== SOURCE TEXT ==

Using Other S3-Compatible Services
^^^^^^^^^^^^^^^^^^^^^^^^^^^^^^^^^^

By using the `endpoint_url` option, you may use other s3-compatible services,
for example, using `AlibabaCloud OSS`:

.. code-block:: python

    dask_function(...,
        storage_options={
            "key": ...,
            "secret": ...,
            "client_kwargs": {
                "endpoint_url": "http://some-region.some-s3-compatible.com",
            },
            # this dict goes to boto3 client's `config`
            #   `addressing_style` is required by AlibabaCloud, other services may not
            "config_kwargs": {"s3": {"addressing_style": "virtual"}},
        })

.. _connect-to-remote-data-gc:

Google Cloud Storage
--------------------

Google Cloud Storage is a RESTful online file storage web service for storing
and accessing data on Google's infrastructure.

The GCS back-end is identified by the
protocol identifiers ``gcs`` and ``gs``, which are identical in their effect.

Multiple modes of authentication are supported. These options should be
included in the ``storage_options`` dictionary as ``{'token': ..}`` submitted with your call
to a storage-based Dask function/method. See the `gcsfs`_ documentation for further
details.


General recommendations for distributed clusters, in order:

- use ``anon`` for public data
- use ``cloud`` if this is available
- use `gcloud`_ to generate a JSON file, and distribute this to all workers, and
  supply the path to the file

- use gcsfs directly with the ``browser`` method to generate a token cache file
  (``~/.gcs_tokens``) and distribute this to all workers, thereafter using method ``cache``

.. _gcloud: https://cloud.google.com/sdk/docs/

A final suggestion is shown below, which may be the fastest and simplest for authenticated access (as
opposed to anonymous), since it will not require re-authentication. However, this method
is not secure since credentials will be passed directly around the cluster. This is fine if
you are certain that the cluster is itself secured. You need to create a ``GCSFileSystem`` object
using any method that works for you and then pass its credentials directly:

.. code-block:: python

    gcs = GCSFileSystem(...)
    dask_function(..., storage_options={'token': gcs.session.credentials})

Microsoft Azure Storage
-----------------------

Microsoft Azure Storage is comprised of Data Lake Storage (Gen1) and Blob Storage (Gen2).
These are identified by the protocol identifiers ``adl`` and ``abfs``, respectively,
provided by the adlfs_ back-end.

Authentication for ``adl`` requires ``tenant_id``, ``client_id`` and ``client_secret``
in the ``storage_options`` dictionary.

Authentication for ``abfs`` requires ``storage_options`` to contain ``account_name``,
``tenant_id``, ``client_id`` and ``client_secret`` for the `RBAC and ACL`_ access models,
or ``account_name`` and ``account_key`` for the `shared key`_ access model.

===

→ CHALLENGE
Rewrite the passage of the storage documentation above starting at "A final suggestion" and ending at "gcs = GCSFileSystem(...)", substituting "deployment" for every occurrence of "cluster".

== EXTRACTED INFORMATION ==

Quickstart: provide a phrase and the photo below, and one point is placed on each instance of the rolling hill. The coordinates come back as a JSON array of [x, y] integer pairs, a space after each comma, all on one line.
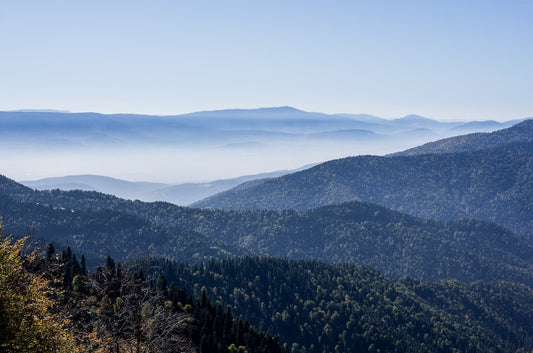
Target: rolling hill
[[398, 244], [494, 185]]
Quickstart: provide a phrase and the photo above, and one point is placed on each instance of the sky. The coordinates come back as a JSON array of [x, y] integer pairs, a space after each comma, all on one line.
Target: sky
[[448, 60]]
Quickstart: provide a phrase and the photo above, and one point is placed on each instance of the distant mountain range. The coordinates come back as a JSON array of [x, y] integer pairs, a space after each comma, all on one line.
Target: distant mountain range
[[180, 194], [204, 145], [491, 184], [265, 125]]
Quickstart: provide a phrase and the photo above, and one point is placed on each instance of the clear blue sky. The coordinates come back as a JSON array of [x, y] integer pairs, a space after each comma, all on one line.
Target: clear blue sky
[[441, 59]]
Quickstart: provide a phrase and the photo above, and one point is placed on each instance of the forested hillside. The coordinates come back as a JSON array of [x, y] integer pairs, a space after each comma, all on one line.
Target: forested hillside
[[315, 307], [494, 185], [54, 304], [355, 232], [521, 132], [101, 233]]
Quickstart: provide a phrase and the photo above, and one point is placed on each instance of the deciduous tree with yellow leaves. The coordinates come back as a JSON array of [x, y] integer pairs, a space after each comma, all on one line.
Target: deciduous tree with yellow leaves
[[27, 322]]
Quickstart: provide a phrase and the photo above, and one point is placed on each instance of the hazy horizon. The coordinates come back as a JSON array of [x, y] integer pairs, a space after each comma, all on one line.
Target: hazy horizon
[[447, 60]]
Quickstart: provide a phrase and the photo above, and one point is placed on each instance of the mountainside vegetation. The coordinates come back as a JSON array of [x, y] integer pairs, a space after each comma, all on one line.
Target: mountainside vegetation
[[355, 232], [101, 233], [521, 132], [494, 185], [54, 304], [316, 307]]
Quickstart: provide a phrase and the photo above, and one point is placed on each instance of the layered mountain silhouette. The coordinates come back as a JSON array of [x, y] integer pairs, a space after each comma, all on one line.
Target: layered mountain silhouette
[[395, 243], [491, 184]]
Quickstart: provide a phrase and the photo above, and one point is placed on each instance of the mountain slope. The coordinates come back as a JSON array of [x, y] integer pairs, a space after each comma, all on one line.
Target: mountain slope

===

→ RESPONSE
A final suggestion is shown below, which may be the fastest and simplest for authenticated access (as
opposed to anonymous), since it will not require re-authentication. However, this method
is not secure since credentials will be passed directly around the deployment. This is fine if
you are certain that the deployment is itself secured. You need to create a ``GCSFileSystem`` object
using any method that works for you and then pass its credentials directly:

.. code-block:: python

    gcs = GCSFileSystem(...)